**THE RECORDS**:
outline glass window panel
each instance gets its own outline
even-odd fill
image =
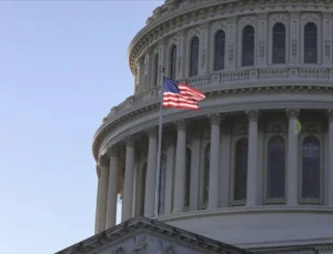
[[[276,23],[273,28],[273,63],[285,63],[285,27]]]
[[[235,148],[234,200],[246,199],[248,139],[241,139]]]
[[[214,71],[224,69],[225,33],[218,31],[215,34]]]
[[[154,58],[154,82],[153,85],[158,85],[159,84],[159,54],[155,53],[155,58]]]
[[[185,207],[190,206],[191,149],[186,149]]]
[[[320,199],[320,142],[307,136],[302,146],[302,197]]]
[[[210,162],[211,162],[211,148],[210,145],[208,145],[204,154],[203,204],[208,204],[208,197],[209,197]]]
[[[304,62],[317,62],[316,26],[307,23],[304,27]]]
[[[285,143],[281,136],[270,139],[268,158],[268,199],[284,199]]]
[[[170,54],[170,79],[175,80],[176,47],[172,45]]]
[[[162,153],[161,164],[160,164],[160,184],[159,184],[159,214],[164,213],[165,173],[167,173],[167,154]]]
[[[254,65],[254,28],[248,26],[243,30],[242,65]]]
[[[190,77],[198,75],[199,67],[199,39],[194,37],[191,41]]]

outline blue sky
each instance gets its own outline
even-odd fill
[[[0,1],[0,253],[93,234],[91,141],[133,92],[128,45],[163,1]]]

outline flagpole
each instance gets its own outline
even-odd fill
[[[164,68],[161,68],[161,94],[160,94],[160,122],[159,122],[159,141],[158,141],[158,163],[157,163],[157,186],[155,186],[155,207],[154,207],[154,216],[155,219],[159,216],[159,189],[160,189],[160,166],[161,166],[161,150],[162,150],[162,118],[163,118],[163,77],[164,77]]]

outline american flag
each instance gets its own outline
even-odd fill
[[[163,106],[199,110],[198,103],[204,98],[203,92],[163,77]]]

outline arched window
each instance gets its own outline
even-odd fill
[[[248,139],[240,139],[235,146],[234,201],[246,199]]]
[[[203,172],[203,204],[208,204],[209,184],[210,184],[210,163],[211,162],[211,145],[209,144],[204,150],[204,172]]]
[[[224,69],[225,33],[220,30],[215,33],[214,71]]]
[[[199,67],[199,38],[194,37],[191,41],[190,77],[198,75]]]
[[[272,136],[268,148],[268,199],[284,199],[285,143]]]
[[[175,67],[176,67],[176,45],[172,45],[170,51],[170,79],[172,80],[175,80]]]
[[[275,23],[273,27],[273,63],[285,63],[285,27],[283,23]]]
[[[161,164],[160,164],[160,184],[159,184],[159,214],[164,213],[165,173],[167,173],[167,154],[162,153]]]
[[[254,28],[243,29],[242,67],[254,65]]]
[[[145,177],[147,177],[147,162],[144,162],[143,169],[142,169],[142,189],[141,189],[141,207],[140,207],[140,214],[144,214],[144,200],[145,200]]]
[[[186,148],[186,179],[185,179],[185,207],[190,206],[190,186],[191,186],[191,149]]]
[[[315,23],[306,23],[304,27],[304,63],[317,62],[317,43]]]
[[[155,53],[154,55],[154,80],[153,85],[159,84],[159,53]]]
[[[320,199],[320,142],[310,135],[302,145],[302,199]]]

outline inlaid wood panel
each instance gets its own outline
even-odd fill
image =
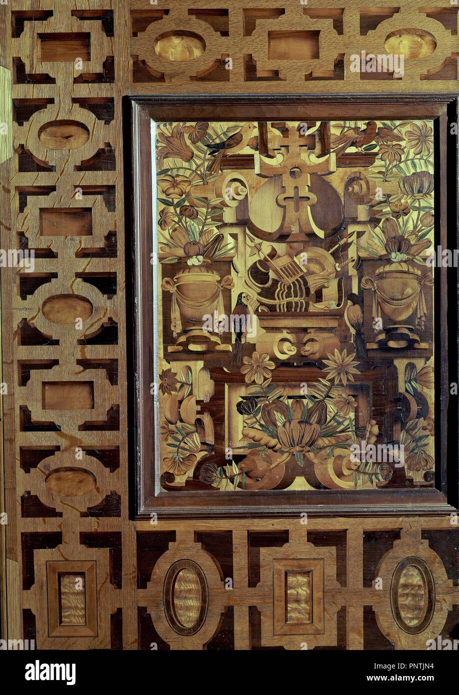
[[[45,650],[421,651],[457,629],[453,516],[134,521],[122,113],[139,93],[454,92],[457,10],[0,4],[0,246],[34,252],[33,269],[0,270],[2,637]],[[403,49],[401,79],[351,70],[351,56],[386,44]]]

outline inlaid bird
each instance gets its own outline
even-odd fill
[[[344,312],[344,319],[351,329],[353,343],[355,346],[355,352],[359,359],[368,357],[365,341],[362,332],[363,326],[363,312],[357,295],[354,292],[350,292],[347,296],[349,303]]]
[[[391,130],[390,128],[384,128],[382,126],[378,128],[376,131],[376,138],[386,142],[401,142],[403,140],[405,140],[403,135],[398,135],[398,133]]]
[[[207,145],[209,153],[214,155],[211,161],[207,165],[206,170],[207,173],[216,174],[220,171],[222,157],[230,150],[234,149],[239,152],[246,147],[255,127],[253,123],[246,123],[237,133],[233,133],[227,140],[221,140],[220,142],[207,143],[205,140],[202,140],[203,144]]]
[[[250,313],[248,302],[250,295],[245,292],[240,292],[237,295],[236,306],[233,309],[232,327],[234,331],[234,344],[233,345],[231,363],[238,366],[242,364],[242,340],[247,335],[247,316]]]
[[[360,149],[366,145],[372,142],[376,135],[377,124],[376,121],[368,121],[367,127],[362,130],[360,128],[348,128],[342,135],[337,136],[333,138],[334,152],[337,156],[337,159],[348,147],[357,147]]]

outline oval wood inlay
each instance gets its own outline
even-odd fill
[[[193,60],[205,50],[202,37],[192,31],[168,31],[158,36],[154,44],[156,55],[173,63]]]
[[[41,126],[38,139],[48,149],[76,149],[89,140],[89,129],[79,121],[51,121]]]
[[[384,47],[387,53],[405,58],[425,58],[435,50],[437,42],[432,34],[422,29],[397,29],[387,35]]]
[[[76,318],[89,318],[92,304],[79,295],[54,295],[45,300],[42,313],[51,323],[74,323]]]
[[[416,634],[432,620],[435,584],[432,573],[419,557],[406,557],[394,573],[391,584],[392,613],[400,628]]]
[[[193,560],[175,562],[166,575],[164,612],[168,622],[179,635],[195,635],[207,614],[209,589],[205,575]]]
[[[81,497],[95,488],[96,479],[84,468],[56,468],[47,475],[45,486],[54,495]]]

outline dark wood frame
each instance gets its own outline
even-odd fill
[[[130,500],[136,518],[211,518],[239,516],[296,516],[300,512],[319,516],[437,515],[449,513],[458,505],[458,405],[449,398],[449,384],[458,381],[457,268],[435,268],[436,465],[435,488],[426,489],[307,491],[289,493],[258,491],[256,494],[231,491],[159,491],[154,460],[154,409],[150,395],[154,355],[154,307],[150,255],[152,228],[152,175],[150,122],[198,120],[302,120],[305,119],[435,119],[435,234],[443,248],[458,246],[458,164],[456,94],[402,95],[145,95],[125,97],[124,129],[127,200],[127,259],[131,259],[127,285],[133,294],[127,306],[127,325],[133,326],[131,350],[133,378],[128,384],[130,398],[131,485]],[[447,195],[446,195],[447,190]],[[440,220],[438,220],[440,216]],[[128,296],[129,293],[127,293]],[[449,304],[449,311],[447,311]],[[449,325],[453,340],[448,341]],[[129,357],[129,356],[128,356]],[[151,376],[150,376],[151,375]],[[454,445],[447,447],[449,426]],[[449,454],[448,454],[449,452]],[[449,460],[448,460],[449,459]],[[152,473],[154,472],[154,475]],[[448,486],[446,486],[446,478]],[[155,489],[155,484],[156,489]],[[343,497],[343,495],[344,496]]]

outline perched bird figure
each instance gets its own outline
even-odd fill
[[[401,142],[405,138],[403,135],[398,135],[395,131],[391,130],[390,128],[378,128],[376,131],[376,137],[375,138],[376,142],[381,140],[385,142]]]
[[[354,292],[350,292],[347,296],[349,304],[344,312],[344,318],[353,334],[353,343],[355,346],[355,352],[359,359],[368,357],[365,341],[362,332],[363,326],[363,313],[359,302],[359,298]]]
[[[255,126],[252,123],[246,123],[240,131],[230,136],[227,140],[220,142],[210,143],[207,143],[205,140],[203,140],[202,142],[204,145],[207,145],[209,153],[214,155],[211,161],[207,165],[206,170],[207,173],[216,174],[220,171],[222,157],[230,150],[236,149],[236,152],[239,152],[239,150],[246,147],[254,128]]]
[[[238,366],[242,364],[242,339],[247,335],[247,316],[250,313],[247,304],[249,299],[250,296],[245,292],[240,292],[232,313],[232,327],[234,331],[234,344],[231,363]]]
[[[334,152],[337,159],[343,154],[348,147],[357,147],[360,149],[365,145],[369,145],[375,139],[377,124],[375,121],[368,121],[364,130],[360,128],[348,128],[342,135],[333,138]]]

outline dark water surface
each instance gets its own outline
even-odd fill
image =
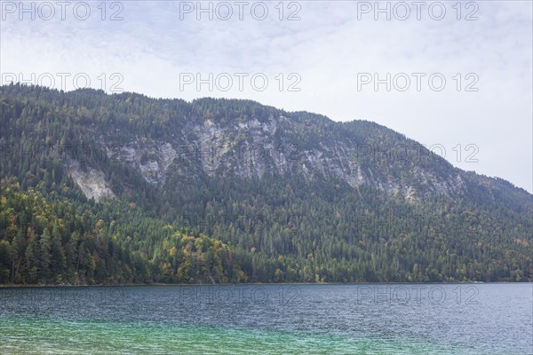
[[[0,288],[2,354],[533,354],[533,284]]]

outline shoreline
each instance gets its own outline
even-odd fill
[[[1,284],[1,288],[119,288],[119,287],[150,287],[150,286],[245,286],[245,285],[325,285],[325,286],[368,286],[368,285],[497,285],[497,284],[533,284],[533,281],[464,281],[464,282],[243,282],[243,283],[128,283],[128,284],[96,284],[96,285],[55,285],[55,284]]]

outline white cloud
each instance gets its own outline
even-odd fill
[[[374,20],[372,13],[358,20],[361,2],[293,3],[301,6],[301,20],[279,20],[278,2],[268,3],[269,14],[261,21],[249,12],[240,20],[235,6],[227,21],[216,16],[208,20],[206,14],[198,21],[195,13],[180,20],[180,4],[185,3],[168,1],[123,2],[121,21],[102,21],[96,8],[99,3],[90,3],[92,12],[85,21],[72,15],[64,21],[57,17],[19,20],[16,13],[3,13],[0,70],[26,73],[27,77],[32,72],[84,72],[94,87],[101,86],[97,77],[106,73],[107,89],[109,75],[120,73],[126,91],[149,96],[246,98],[337,121],[370,119],[428,146],[442,144],[456,166],[533,191],[530,2],[476,2],[475,21],[457,20],[455,1],[442,2],[447,12],[440,21],[426,10],[417,20],[412,7],[405,21]],[[284,3],[285,18],[298,9],[289,9],[289,4]],[[461,4],[463,18],[475,10],[465,8],[468,2]],[[108,8],[106,16],[116,10]],[[235,79],[227,92],[209,91],[206,85],[201,91],[195,85],[180,91],[179,74],[189,72],[200,72],[203,77],[209,73],[265,73],[269,85],[259,92],[247,79],[245,90],[239,91]],[[386,73],[418,72],[442,73],[445,90],[433,91],[426,81],[419,92],[387,92],[384,85],[377,92],[370,85],[357,91],[358,73],[380,73],[383,77]],[[280,92],[275,79],[280,73],[285,89],[294,83],[287,75],[298,73],[301,91]],[[465,75],[476,74],[479,91],[457,92],[457,73],[462,74],[463,89],[469,83]],[[479,162],[457,162],[452,151],[457,144],[463,148],[476,144]]]

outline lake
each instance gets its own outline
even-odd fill
[[[533,354],[533,284],[0,288],[2,354]]]

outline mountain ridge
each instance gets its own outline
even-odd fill
[[[105,226],[92,233],[139,260],[127,280],[531,279],[533,195],[370,121],[24,85],[0,87],[0,118],[3,185],[91,211]],[[4,230],[10,216],[32,219],[4,215]],[[73,231],[63,232],[65,241]],[[12,257],[14,236],[0,237]],[[205,270],[185,267],[187,257]],[[68,278],[113,276],[76,272]]]

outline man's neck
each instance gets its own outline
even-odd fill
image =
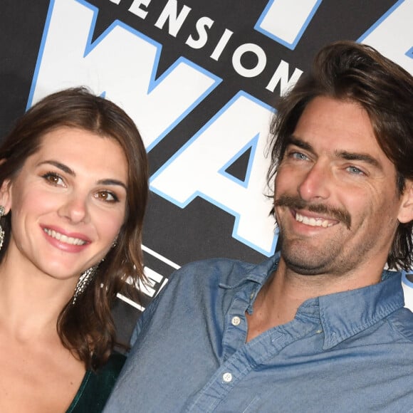
[[[298,307],[304,301],[320,296],[355,290],[380,282],[377,276],[363,277],[352,273],[335,276],[333,274],[303,276],[290,270],[283,258],[277,270],[263,286],[253,306],[253,313],[246,314],[250,341],[264,331],[291,321]]]

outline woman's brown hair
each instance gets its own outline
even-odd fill
[[[19,174],[26,160],[38,150],[45,134],[61,127],[80,128],[115,140],[128,163],[125,219],[116,245],[100,263],[84,293],[75,303],[70,300],[66,305],[57,323],[63,345],[86,368],[97,369],[106,362],[116,343],[111,315],[116,295],[122,293],[136,299],[136,286],[145,279],[141,241],[148,196],[147,160],[140,135],[124,110],[85,88],[66,89],[32,106],[3,140],[0,185]],[[2,219],[6,237],[0,260],[10,238],[11,214]]]

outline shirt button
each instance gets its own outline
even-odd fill
[[[233,317],[232,320],[231,320],[231,323],[232,324],[232,325],[239,325],[240,323],[241,318],[238,315]]]

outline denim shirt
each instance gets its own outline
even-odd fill
[[[141,316],[105,412],[413,412],[413,314],[400,274],[308,300],[246,343],[245,313],[278,258],[177,271]]]

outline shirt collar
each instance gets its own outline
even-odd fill
[[[383,273],[378,284],[323,296],[318,302],[324,350],[357,334],[404,305],[400,273]]]
[[[250,305],[261,287],[276,270],[280,255],[278,253],[254,266],[244,278],[244,282],[253,281],[258,284],[254,289],[255,294],[251,295]],[[297,314],[319,317],[324,331],[323,348],[331,348],[404,306],[401,275],[399,272],[385,270],[382,282],[310,298],[300,306]]]

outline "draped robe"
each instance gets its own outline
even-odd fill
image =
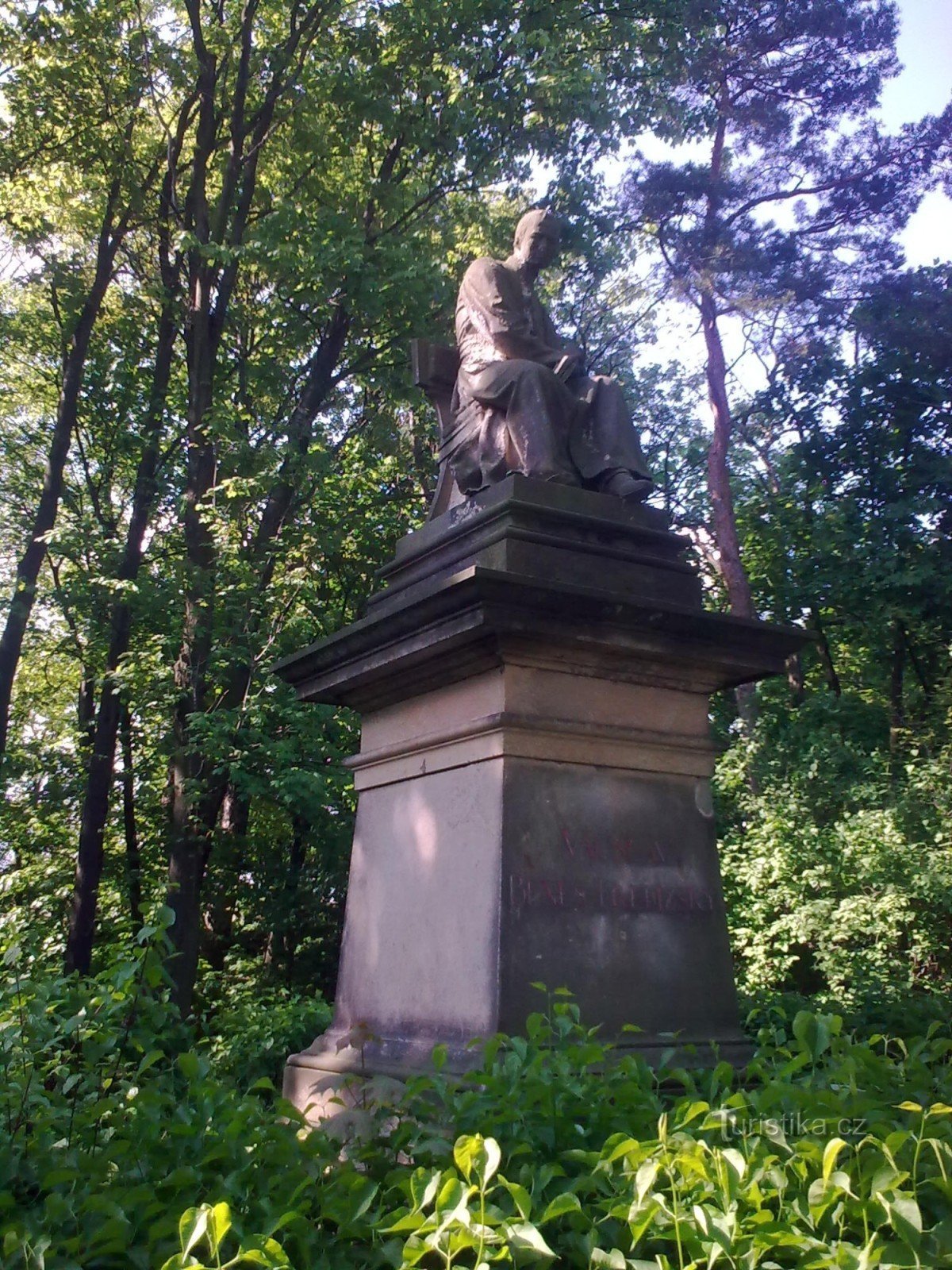
[[[440,444],[459,489],[473,494],[509,472],[592,489],[619,470],[647,476],[614,380],[556,373],[572,348],[518,263],[475,260],[459,287],[459,373]]]

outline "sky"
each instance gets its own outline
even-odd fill
[[[899,0],[897,8],[904,70],[882,93],[890,130],[938,114],[952,99],[952,0]],[[941,190],[927,194],[901,241],[909,265],[952,260],[952,201]]]

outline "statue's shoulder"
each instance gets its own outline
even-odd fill
[[[503,260],[481,255],[463,274],[459,292],[473,300],[515,300],[519,295],[519,277]]]
[[[463,282],[475,282],[479,278],[498,278],[510,271],[501,260],[495,260],[491,255],[481,255],[468,267],[463,274]]]

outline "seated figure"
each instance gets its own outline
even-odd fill
[[[456,307],[459,373],[440,457],[463,494],[522,472],[641,502],[652,483],[621,387],[585,373],[533,291],[559,222],[532,211],[508,260],[475,260]]]

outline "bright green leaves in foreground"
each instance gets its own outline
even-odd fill
[[[861,1039],[773,1010],[745,1072],[655,1072],[605,1062],[556,996],[341,1152],[241,1074],[256,1001],[209,1044],[156,973],[149,946],[86,986],[9,960],[5,1270],[952,1266],[947,1020]],[[275,1038],[274,1076],[296,1044]]]

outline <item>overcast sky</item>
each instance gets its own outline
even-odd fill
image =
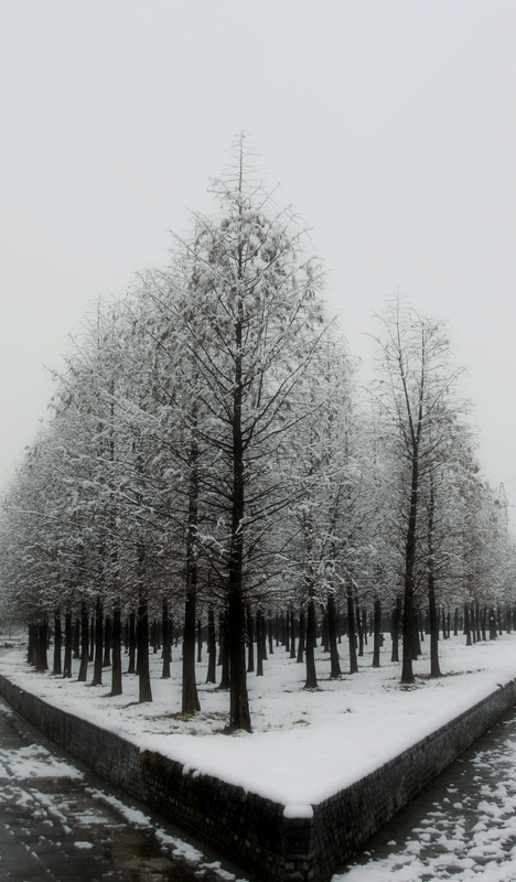
[[[0,0],[0,486],[43,365],[98,294],[164,265],[243,129],[355,354],[397,284],[450,316],[483,471],[509,482],[515,46],[514,0]]]

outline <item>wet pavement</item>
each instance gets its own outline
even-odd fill
[[[516,713],[367,842],[333,882],[515,882]]]
[[[0,699],[2,882],[221,882],[238,868],[60,751]]]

**REQUIRED WORK**: Copy the stretch from the start of the records through the line containing "[[[0,1],[0,253],[93,234],[91,141],[133,92],[128,45],[163,1]]]", leaving the pictures out.

**ANSWER TO THE EXERCISE**:
outline glass window panel
each instance gets its own outline
even-odd fill
image =
[[[276,23],[273,28],[273,63],[285,63],[285,27]]]
[[[235,148],[234,200],[246,199],[248,139],[241,139]]]
[[[214,71],[224,69],[225,33],[218,31],[215,34]]]
[[[154,58],[154,82],[153,85],[158,85],[159,84],[159,54],[155,53],[155,58]]]
[[[185,207],[190,206],[191,149],[186,149]]]
[[[320,199],[320,142],[307,136],[302,146],[302,197]]]
[[[210,162],[211,162],[211,148],[210,145],[208,145],[204,154],[203,204],[208,204],[208,197],[209,197]]]
[[[304,62],[317,62],[316,26],[307,23],[304,27]]]
[[[285,143],[281,136],[270,139],[268,158],[268,199],[284,199]]]
[[[170,54],[170,79],[175,80],[176,47],[172,45]]]
[[[162,153],[161,164],[160,164],[160,184],[159,184],[159,214],[164,213],[165,173],[167,173],[167,154]]]
[[[254,65],[254,28],[248,26],[243,30],[242,65]]]
[[[190,77],[198,75],[199,67],[199,39],[194,37],[191,41]]]

outline blue sky
each instance gets its own outline
even-odd fill
[[[0,1],[0,253],[93,234],[91,141],[133,92],[128,45],[163,1]]]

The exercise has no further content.